STATED PROBLEM
Please answer from the article on communities in social business: why are hybrid communities given that name?

** START PAGE EXCERPT **

Understanding the 3 Types of Communities in Social Business


Share on LinkedIn

When you talk about social business you can’t help but bring up the C-word. We all know what I’m talking about right? Yes, communities! Now, when most people or organizations think of communities they actually think of customer communities, however there is more than one type of community that organizations need to think about. So, in Chess Media Group style we decided to make a very simple visual to show the three types of communities that exist in social business today.

External communities

This is what most people think of when they think of communities, these are usually comprised of customers that share common ideas, interests, product purchases, or support issues. These types of external communities usually don’t have much insight into the inner workings of an organization. They typically see all of the marketing/branding speak that an organization puts out and for the most part are involved to the extent with which they can solve their problems or find information. Their feedback is considered by the organization and incorporated on a general scale. Customer communities such as these are all over the place, many brands such as Nike, Zappos, SAP, Microsoft, Best Buy, and Barnes & Noble all have customer communities.

Hybrid communities

We don’t hear about these as often as we should but an example of a hybrid community is between a company such as Walmart and all of it’s suppliers (I’m sure there are thousands) or perhaps a loyal community of superusers for a particular brand or product and employees of that organization looking to make a strategic business decisions (perhaps around marketing, pricing, or feature set). In these types of communities the customers, partners, or suppliers have much more insight into how the organization operates and conducts business. These community members also impact business decisions that the organization makes. For example, a supplier community may provide valuable feedback to Walmart which impacts it’s forecasting. Hybrid communities are very strategically created as there is a certain level of trust that an organization needs to be comfortable with (since it is oftentimes sharing confidential and proprietary data). These communities are called “hybrid” because they are not quite completely on the outside of the organization nor are they completely on the inside, they straddle the line between both.

** END PAGE EXCERPT **
** START DATA SECTION **

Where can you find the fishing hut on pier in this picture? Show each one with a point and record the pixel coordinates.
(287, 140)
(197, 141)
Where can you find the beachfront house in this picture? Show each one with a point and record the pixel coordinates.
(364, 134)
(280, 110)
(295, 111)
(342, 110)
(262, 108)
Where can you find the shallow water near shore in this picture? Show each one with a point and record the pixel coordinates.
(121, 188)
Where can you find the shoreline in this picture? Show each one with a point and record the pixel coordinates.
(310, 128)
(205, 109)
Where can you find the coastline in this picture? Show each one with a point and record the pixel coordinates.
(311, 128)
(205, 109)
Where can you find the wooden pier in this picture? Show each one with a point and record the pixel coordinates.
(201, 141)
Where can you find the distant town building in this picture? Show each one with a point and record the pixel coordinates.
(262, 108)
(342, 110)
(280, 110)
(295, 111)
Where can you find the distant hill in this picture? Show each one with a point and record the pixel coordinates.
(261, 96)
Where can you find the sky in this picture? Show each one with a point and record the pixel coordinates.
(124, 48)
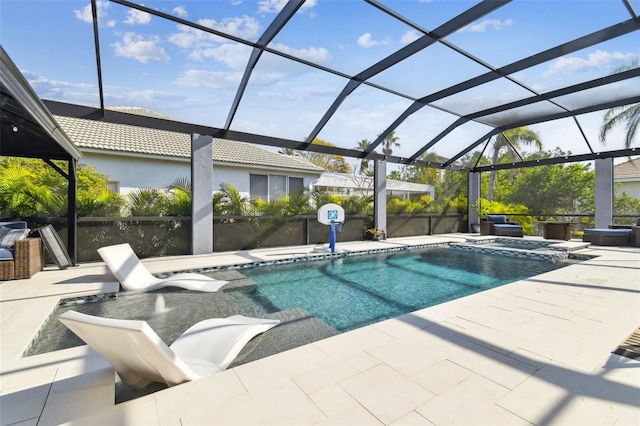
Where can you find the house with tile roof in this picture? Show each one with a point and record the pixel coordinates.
(626, 177)
(135, 157)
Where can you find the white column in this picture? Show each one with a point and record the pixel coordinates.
(604, 192)
(473, 194)
(201, 194)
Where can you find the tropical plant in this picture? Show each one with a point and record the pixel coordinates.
(230, 201)
(30, 187)
(507, 143)
(629, 115)
(147, 202)
(22, 193)
(179, 197)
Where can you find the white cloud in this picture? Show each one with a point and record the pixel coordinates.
(180, 11)
(235, 56)
(135, 16)
(318, 55)
(208, 79)
(299, 93)
(275, 6)
(410, 36)
(245, 27)
(496, 24)
(365, 40)
(143, 50)
(597, 59)
(85, 15)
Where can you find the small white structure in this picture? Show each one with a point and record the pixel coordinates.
(332, 215)
(136, 157)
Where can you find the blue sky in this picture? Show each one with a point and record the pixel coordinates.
(191, 75)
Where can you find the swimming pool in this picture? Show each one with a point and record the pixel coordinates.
(352, 292)
(339, 293)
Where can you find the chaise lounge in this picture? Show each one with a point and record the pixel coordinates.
(132, 274)
(498, 225)
(140, 357)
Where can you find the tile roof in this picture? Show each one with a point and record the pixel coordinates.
(627, 170)
(132, 139)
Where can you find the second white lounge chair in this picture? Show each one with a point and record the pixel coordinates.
(132, 274)
(140, 357)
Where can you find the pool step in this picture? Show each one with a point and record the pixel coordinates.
(298, 327)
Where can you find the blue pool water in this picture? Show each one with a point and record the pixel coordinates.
(345, 293)
(352, 292)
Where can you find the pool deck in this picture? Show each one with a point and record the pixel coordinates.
(537, 351)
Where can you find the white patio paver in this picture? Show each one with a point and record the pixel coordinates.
(537, 351)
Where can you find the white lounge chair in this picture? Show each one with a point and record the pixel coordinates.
(132, 274)
(140, 357)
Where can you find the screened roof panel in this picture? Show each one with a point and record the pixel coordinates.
(282, 92)
(363, 115)
(428, 14)
(601, 94)
(427, 71)
(458, 139)
(485, 96)
(419, 128)
(523, 113)
(312, 34)
(498, 37)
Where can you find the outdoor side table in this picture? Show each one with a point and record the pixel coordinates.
(556, 230)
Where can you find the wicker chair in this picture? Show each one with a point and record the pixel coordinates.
(498, 225)
(27, 260)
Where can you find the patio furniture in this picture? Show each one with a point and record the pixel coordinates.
(140, 357)
(132, 274)
(607, 236)
(556, 230)
(499, 225)
(20, 256)
(614, 235)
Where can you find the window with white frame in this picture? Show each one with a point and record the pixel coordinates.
(273, 187)
(258, 187)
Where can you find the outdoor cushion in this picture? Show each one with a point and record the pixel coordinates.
(497, 218)
(506, 226)
(603, 232)
(8, 236)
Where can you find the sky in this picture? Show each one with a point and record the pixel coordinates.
(193, 76)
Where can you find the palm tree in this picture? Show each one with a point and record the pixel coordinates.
(388, 142)
(629, 114)
(364, 163)
(507, 142)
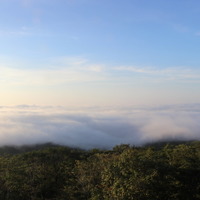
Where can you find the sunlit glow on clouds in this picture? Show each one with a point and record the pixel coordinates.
(101, 127)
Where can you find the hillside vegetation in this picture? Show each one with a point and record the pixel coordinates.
(162, 171)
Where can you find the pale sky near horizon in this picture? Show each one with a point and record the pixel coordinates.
(99, 52)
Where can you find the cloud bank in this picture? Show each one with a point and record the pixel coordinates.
(98, 127)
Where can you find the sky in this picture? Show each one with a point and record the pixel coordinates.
(99, 52)
(97, 73)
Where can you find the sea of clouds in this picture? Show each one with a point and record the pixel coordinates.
(98, 127)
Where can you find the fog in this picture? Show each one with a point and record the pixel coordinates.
(98, 127)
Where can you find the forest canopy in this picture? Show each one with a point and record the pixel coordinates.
(168, 170)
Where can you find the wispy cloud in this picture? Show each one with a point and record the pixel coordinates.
(67, 70)
(176, 73)
(101, 127)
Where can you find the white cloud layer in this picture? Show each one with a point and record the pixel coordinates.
(102, 127)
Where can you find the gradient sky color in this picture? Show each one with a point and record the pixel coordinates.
(99, 52)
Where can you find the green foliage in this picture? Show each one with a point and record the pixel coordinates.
(153, 172)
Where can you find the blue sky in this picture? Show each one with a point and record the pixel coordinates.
(99, 52)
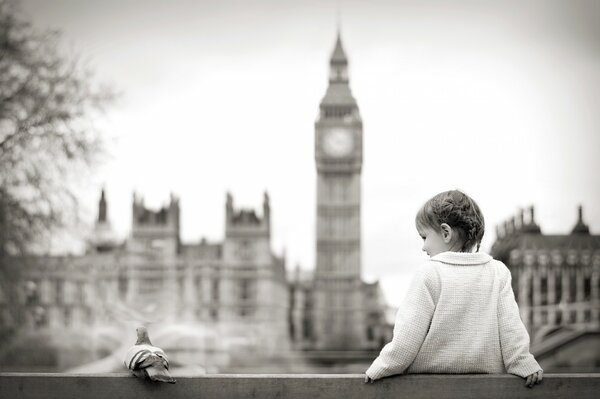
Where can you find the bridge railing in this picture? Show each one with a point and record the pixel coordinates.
(296, 386)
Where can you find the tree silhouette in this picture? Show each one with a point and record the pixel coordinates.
(47, 104)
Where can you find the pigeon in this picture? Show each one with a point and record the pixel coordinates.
(145, 360)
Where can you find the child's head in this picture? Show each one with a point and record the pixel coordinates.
(455, 219)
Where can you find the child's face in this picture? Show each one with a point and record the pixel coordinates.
(433, 242)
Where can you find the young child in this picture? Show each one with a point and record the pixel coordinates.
(459, 315)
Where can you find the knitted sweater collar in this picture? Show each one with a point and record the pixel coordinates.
(462, 258)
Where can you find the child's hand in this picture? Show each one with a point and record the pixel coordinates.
(534, 378)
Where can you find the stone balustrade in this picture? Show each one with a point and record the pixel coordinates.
(292, 386)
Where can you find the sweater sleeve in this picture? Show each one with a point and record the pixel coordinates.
(411, 326)
(514, 340)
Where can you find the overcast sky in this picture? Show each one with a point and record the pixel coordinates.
(499, 99)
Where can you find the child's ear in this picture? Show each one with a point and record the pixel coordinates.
(446, 232)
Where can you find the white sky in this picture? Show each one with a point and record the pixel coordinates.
(499, 99)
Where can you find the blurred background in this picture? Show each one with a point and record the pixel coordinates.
(167, 164)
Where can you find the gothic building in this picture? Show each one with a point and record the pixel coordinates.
(556, 281)
(238, 287)
(334, 309)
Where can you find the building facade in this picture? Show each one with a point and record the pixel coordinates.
(556, 281)
(236, 289)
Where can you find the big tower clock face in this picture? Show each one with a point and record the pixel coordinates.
(338, 142)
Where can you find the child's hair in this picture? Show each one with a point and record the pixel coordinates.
(459, 211)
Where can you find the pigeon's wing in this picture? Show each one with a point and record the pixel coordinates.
(157, 369)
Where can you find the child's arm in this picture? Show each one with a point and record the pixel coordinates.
(410, 329)
(514, 340)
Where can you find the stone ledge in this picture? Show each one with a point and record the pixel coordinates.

** END DATA SECTION **

RESPONSE BELOW
They are neither completely outside nor completely inside the organization but straddle the line between both.